**Text excerpt**
The reason that the anchor tag goes inside of the list-item is because the list item is a block level element and the anchor tag is an inline element.

Block elements (like li tags - also div, p, ul, ol, etc) generally start and end on a new line.

Where as inline elements (like anchor tags - as well as span, strong, em, etc) are normally displayed without starting a new line and can be nested inside of block elements.

The html5 specification does allow the a element to contain block level elements. Previously not allowed in older versions.

The use case for this is probably if you have an advertisement or pricing table that is made up of multiple elements and you want the whole thing to be one big clickable link. You could then wrap the whole thing in anchor tags, provided there's no interactive content within. Previous solutions required javascript.

Stored entries
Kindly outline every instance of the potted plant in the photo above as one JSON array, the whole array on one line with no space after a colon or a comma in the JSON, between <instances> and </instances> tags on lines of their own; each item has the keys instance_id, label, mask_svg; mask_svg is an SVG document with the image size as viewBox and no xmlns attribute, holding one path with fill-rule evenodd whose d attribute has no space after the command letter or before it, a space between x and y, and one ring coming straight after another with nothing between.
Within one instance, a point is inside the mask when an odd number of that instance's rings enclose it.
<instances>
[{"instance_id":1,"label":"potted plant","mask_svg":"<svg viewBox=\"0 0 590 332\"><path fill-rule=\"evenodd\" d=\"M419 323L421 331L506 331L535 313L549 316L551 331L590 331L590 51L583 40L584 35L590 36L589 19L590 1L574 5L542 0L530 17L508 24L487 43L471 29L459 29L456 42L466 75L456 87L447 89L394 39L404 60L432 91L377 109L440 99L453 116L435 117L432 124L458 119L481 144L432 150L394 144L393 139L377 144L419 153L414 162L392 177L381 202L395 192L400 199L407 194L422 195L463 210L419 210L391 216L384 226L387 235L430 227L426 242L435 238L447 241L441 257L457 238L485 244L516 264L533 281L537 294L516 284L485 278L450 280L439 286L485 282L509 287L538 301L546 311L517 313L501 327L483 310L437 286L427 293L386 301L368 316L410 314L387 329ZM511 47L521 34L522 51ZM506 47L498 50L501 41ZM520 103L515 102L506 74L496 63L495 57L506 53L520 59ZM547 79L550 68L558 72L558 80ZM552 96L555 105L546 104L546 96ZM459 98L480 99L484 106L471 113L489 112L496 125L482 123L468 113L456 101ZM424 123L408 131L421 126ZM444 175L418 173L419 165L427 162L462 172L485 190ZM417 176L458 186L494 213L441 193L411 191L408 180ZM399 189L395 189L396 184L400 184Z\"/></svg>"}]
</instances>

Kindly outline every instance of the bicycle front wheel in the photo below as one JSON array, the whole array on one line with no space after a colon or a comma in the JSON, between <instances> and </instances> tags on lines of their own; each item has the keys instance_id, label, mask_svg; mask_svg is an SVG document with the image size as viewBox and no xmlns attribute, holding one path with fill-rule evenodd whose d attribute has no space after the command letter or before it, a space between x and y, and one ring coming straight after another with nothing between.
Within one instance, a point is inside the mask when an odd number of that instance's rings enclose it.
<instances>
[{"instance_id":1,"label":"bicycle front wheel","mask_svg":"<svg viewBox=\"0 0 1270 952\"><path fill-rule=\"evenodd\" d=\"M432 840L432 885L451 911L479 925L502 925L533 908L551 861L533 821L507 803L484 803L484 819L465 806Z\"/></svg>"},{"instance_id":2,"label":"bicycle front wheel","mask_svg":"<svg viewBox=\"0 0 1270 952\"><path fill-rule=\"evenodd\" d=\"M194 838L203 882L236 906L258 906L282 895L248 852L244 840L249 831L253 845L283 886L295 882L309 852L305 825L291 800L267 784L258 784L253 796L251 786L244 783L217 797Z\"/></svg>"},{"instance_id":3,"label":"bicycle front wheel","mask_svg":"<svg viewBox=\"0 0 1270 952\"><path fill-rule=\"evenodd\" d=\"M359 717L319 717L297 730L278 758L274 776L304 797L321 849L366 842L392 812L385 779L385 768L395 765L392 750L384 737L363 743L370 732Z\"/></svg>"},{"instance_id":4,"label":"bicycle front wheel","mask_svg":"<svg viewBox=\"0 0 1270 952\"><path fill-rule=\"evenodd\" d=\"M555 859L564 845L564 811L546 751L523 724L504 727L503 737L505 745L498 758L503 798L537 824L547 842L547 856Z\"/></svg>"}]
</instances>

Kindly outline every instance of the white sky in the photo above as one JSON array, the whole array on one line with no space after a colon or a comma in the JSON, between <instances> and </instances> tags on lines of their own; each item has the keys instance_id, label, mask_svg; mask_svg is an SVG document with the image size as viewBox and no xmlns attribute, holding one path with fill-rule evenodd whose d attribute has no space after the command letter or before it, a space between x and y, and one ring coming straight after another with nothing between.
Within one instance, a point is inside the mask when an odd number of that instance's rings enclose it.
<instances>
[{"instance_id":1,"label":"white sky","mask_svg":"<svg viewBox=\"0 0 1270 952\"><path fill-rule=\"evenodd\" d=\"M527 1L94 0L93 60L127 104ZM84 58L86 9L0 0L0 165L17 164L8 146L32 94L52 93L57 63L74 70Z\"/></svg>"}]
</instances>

**The request**
Could you carry on the text on anchor and list-item tags, starting right after its final sentence? These rows are separate from the text on anchor and list-item tags.

**Answer**
The technical reason for why we can't do the code posted in the question is because the html specification doesn't allow it. Browsers might happily render it (Note: I didn't test), but I don't think it will pass the html validator. Traditionally, browsers have been forgiving of the html we write.

The specification states that a ul or ol has to contain zero or more li or script supporting elements. No other element can be a direct child of a ul or ol.

Hi Mario..

because you first create an <ul> ,so you want tell the HTML this is my <li> then you can specify if it is link or not..

i hope this helps :)

Mario Zampollo
Mario Zampollo
11,292 Points

Sure! a list tag is what it is expected to follow right after a unordered-list tag. It makes sense. Thanks!